■ **Exercise requirements**
Write out the records from the start through the line with "pixel 40 240", replacing every "door frame" with "doorway" and leaving everything else unchanged.

■ **Provided records**
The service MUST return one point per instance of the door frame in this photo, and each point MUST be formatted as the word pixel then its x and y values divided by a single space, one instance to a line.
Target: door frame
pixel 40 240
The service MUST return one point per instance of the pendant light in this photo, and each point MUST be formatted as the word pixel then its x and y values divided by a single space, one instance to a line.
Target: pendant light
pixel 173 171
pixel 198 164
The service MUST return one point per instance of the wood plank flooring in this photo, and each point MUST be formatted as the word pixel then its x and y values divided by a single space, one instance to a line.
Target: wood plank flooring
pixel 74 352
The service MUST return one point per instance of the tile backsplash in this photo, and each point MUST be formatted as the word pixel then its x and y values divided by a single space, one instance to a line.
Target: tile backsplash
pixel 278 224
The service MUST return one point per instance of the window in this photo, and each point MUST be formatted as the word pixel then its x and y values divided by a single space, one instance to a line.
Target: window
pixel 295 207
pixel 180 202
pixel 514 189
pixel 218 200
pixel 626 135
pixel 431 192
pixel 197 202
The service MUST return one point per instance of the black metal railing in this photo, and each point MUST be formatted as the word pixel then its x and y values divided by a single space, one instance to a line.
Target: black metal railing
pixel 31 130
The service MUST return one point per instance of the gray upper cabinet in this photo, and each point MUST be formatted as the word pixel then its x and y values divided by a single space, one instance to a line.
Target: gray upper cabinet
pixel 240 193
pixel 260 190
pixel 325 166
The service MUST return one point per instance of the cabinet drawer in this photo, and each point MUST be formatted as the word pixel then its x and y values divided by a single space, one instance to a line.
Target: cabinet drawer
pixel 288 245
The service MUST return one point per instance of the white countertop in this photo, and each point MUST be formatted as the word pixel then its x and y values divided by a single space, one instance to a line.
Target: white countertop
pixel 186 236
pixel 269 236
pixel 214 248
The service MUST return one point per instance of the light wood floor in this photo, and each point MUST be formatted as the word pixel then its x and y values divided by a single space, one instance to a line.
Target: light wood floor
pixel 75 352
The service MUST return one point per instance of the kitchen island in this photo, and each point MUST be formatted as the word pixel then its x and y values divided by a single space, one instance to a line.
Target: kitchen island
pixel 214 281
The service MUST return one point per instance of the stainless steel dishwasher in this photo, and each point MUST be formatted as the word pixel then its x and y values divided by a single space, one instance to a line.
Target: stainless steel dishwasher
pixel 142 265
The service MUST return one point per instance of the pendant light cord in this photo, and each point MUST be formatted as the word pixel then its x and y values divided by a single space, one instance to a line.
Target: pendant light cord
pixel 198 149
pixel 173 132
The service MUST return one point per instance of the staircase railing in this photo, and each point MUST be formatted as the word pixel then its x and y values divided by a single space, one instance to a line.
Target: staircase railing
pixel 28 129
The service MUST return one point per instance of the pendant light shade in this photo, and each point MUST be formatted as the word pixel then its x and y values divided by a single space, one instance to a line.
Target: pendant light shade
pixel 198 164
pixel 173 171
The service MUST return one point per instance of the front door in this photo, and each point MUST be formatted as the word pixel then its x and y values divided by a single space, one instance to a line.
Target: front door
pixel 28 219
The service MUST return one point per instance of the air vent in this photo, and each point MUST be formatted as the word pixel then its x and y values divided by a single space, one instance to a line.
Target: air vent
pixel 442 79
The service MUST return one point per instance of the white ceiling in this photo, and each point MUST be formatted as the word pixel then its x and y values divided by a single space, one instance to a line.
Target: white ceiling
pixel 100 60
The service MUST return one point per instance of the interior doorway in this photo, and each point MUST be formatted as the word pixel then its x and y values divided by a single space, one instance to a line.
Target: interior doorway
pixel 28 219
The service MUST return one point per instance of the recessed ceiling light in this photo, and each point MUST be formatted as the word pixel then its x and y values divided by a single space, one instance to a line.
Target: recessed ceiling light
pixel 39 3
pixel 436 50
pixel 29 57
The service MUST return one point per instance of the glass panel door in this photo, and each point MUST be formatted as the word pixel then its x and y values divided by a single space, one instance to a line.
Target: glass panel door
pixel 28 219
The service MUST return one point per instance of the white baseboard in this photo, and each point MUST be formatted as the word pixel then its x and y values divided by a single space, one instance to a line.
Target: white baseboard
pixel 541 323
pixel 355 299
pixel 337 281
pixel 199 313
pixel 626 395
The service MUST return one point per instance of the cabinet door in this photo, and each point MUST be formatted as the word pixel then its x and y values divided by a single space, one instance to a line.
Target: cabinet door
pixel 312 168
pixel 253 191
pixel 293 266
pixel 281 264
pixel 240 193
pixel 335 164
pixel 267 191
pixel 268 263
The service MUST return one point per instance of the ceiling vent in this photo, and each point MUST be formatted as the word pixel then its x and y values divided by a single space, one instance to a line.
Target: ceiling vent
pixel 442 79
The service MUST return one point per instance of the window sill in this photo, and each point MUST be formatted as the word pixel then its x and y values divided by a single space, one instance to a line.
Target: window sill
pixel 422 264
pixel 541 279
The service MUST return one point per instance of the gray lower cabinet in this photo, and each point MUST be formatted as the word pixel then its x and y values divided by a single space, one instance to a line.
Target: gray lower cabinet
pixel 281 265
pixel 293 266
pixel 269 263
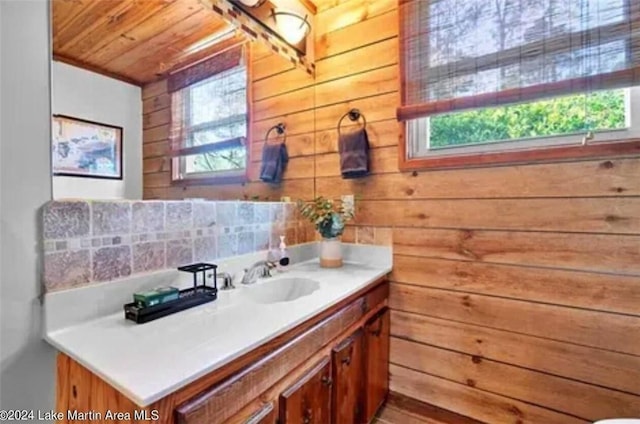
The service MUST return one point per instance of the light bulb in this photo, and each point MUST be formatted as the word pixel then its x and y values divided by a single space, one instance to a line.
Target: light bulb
pixel 291 26
pixel 250 3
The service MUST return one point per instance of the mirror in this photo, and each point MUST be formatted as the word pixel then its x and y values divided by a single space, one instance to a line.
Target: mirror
pixel 112 97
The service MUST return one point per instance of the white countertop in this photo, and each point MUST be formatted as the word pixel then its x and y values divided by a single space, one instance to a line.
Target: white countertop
pixel 148 361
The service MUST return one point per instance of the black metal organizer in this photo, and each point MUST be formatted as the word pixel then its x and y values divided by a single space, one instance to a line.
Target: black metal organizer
pixel 197 295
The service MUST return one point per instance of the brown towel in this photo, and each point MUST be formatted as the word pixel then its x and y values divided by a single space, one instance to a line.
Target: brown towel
pixel 354 154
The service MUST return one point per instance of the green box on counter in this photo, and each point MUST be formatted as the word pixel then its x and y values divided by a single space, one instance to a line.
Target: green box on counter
pixel 156 296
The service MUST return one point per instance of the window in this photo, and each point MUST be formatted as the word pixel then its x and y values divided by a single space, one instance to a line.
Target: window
pixel 518 80
pixel 209 127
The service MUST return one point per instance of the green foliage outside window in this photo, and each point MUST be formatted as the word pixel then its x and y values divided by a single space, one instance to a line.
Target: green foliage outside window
pixel 603 110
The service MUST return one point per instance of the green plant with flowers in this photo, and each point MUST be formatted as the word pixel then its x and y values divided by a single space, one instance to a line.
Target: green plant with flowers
pixel 328 216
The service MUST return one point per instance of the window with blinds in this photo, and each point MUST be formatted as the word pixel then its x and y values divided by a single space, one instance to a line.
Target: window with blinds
pixel 210 120
pixel 547 78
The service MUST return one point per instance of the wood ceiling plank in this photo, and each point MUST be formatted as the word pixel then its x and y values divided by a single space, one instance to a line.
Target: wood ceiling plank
pixel 92 16
pixel 63 12
pixel 171 50
pixel 183 59
pixel 163 44
pixel 166 18
pixel 121 23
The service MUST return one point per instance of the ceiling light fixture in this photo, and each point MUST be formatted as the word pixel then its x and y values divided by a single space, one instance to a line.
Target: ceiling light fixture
pixel 292 26
pixel 252 3
pixel 211 40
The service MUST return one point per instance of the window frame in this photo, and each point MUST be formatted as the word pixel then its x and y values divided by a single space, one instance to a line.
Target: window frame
pixel 609 146
pixel 222 177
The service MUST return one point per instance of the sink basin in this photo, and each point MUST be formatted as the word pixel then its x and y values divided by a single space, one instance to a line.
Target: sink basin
pixel 282 290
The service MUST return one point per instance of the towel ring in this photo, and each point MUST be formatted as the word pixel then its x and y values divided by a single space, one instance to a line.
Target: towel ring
pixel 280 129
pixel 353 115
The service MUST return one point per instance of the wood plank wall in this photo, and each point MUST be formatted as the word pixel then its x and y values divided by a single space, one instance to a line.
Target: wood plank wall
pixel 516 289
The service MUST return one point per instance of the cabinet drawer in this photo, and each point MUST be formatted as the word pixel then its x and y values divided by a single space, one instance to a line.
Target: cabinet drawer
pixel 348 380
pixel 308 400
pixel 222 401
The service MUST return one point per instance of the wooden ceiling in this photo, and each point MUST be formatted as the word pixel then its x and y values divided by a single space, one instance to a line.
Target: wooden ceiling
pixel 138 41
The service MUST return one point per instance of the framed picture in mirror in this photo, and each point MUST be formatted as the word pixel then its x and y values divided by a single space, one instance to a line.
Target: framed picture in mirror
pixel 82 148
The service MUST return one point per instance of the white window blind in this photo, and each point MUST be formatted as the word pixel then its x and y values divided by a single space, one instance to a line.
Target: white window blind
pixel 464 54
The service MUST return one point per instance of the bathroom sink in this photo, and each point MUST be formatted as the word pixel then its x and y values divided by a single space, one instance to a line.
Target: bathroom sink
pixel 282 290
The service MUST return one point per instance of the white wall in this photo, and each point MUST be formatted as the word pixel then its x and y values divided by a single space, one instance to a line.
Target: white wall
pixel 94 97
pixel 27 363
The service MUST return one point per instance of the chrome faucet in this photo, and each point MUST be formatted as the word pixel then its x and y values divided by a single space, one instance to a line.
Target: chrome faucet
pixel 227 281
pixel 257 270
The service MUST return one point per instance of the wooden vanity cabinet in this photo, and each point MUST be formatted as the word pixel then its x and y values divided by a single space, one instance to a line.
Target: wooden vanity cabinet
pixel 376 381
pixel 266 414
pixel 333 368
pixel 308 400
pixel 348 380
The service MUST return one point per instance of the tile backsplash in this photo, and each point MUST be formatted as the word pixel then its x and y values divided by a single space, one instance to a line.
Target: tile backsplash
pixel 95 241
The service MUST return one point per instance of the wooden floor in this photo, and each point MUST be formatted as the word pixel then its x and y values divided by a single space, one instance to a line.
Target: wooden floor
pixel 403 410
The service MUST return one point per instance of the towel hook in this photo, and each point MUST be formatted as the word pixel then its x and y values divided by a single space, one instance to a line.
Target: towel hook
pixel 280 129
pixel 353 115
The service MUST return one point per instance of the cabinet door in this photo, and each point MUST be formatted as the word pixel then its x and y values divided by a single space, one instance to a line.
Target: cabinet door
pixel 348 380
pixel 377 362
pixel 308 400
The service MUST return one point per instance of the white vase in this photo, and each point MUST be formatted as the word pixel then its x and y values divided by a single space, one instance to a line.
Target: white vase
pixel 331 253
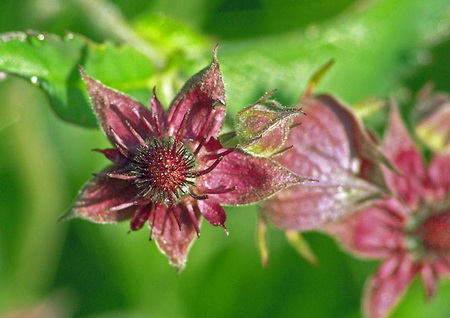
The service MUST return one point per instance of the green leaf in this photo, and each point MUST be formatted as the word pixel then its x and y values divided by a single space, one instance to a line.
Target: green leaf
pixel 374 49
pixel 51 63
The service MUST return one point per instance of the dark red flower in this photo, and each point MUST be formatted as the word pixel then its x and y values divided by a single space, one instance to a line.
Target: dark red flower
pixel 170 170
pixel 331 146
pixel 410 231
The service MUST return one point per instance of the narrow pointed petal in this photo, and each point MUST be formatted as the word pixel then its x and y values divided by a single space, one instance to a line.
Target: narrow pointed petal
pixel 172 241
pixel 101 194
pixel 212 212
pixel 414 181
pixel 262 128
pixel 113 109
pixel 387 286
pixel 375 232
pixel 158 110
pixel 331 146
pixel 113 155
pixel 439 172
pixel 204 96
pixel 255 179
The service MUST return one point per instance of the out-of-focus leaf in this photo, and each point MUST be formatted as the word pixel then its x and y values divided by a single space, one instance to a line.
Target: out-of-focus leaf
pixel 169 35
pixel 52 63
pixel 373 48
pixel 432 115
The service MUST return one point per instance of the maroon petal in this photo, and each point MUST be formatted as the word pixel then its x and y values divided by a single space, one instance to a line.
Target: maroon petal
pixel 400 149
pixel 212 212
pixel 439 172
pixel 101 194
pixel 332 147
pixel 114 109
pixel 253 178
pixel 158 111
pixel 309 206
pixel 113 155
pixel 375 232
pixel 386 287
pixel 204 97
pixel 171 240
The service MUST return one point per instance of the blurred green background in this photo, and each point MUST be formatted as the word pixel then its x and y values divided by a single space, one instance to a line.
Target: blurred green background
pixel 79 269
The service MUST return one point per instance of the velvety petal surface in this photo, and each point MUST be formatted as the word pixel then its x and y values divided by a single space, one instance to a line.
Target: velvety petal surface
pixel 332 147
pixel 310 206
pixel 204 97
pixel 255 179
pixel 414 182
pixel 101 194
pixel 439 171
pixel 375 232
pixel 171 240
pixel 114 109
pixel 212 212
pixel 386 287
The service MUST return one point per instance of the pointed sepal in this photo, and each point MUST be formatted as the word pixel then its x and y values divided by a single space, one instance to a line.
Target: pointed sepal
pixel 262 128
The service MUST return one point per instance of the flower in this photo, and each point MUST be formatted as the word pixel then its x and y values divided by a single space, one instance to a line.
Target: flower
pixel 333 147
pixel 170 170
pixel 410 231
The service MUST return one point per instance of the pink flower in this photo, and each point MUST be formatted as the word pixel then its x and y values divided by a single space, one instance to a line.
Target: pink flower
pixel 331 146
pixel 170 170
pixel 410 231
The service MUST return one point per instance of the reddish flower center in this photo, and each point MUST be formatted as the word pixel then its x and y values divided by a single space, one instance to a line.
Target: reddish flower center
pixel 435 232
pixel 164 169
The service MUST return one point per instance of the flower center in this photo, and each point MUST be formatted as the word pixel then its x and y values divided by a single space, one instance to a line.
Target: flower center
pixel 164 169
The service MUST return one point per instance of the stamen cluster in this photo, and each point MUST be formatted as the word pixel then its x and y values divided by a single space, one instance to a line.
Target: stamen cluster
pixel 164 170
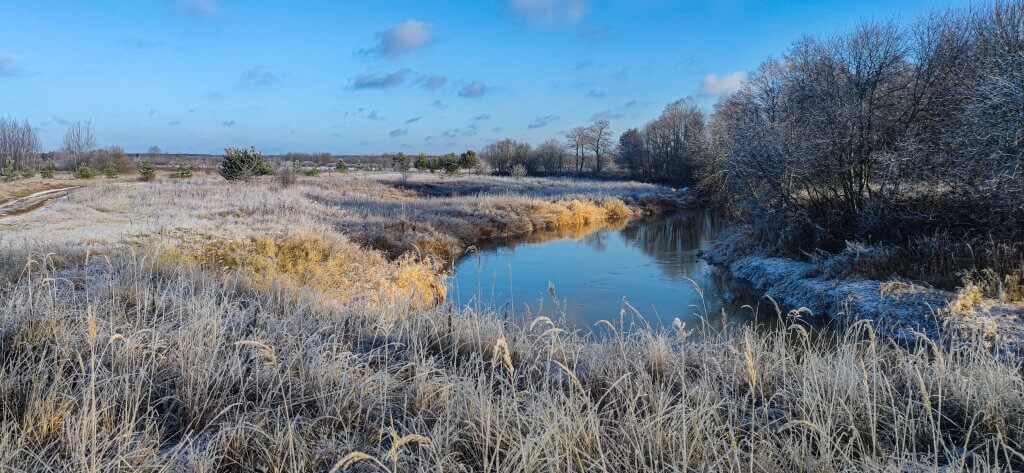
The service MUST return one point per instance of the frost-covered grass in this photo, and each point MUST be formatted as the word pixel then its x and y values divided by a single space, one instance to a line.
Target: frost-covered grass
pixel 131 362
pixel 211 327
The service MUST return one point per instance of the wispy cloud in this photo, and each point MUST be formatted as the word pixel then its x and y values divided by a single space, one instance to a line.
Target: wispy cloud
pixel 715 85
pixel 8 67
pixel 583 65
pixel 541 122
pixel 606 115
pixel 134 43
pixel 258 76
pixel 200 8
pixel 550 12
pixel 473 89
pixel 380 81
pixel 402 39
pixel 432 81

■ **Solution below**
The service MUST return one point per instance of the doorway in this photo, and each point MUST be formatted as the word pixel then its x and y values divided by a single space, one instance to a line.
Target: doorway
pixel 40 240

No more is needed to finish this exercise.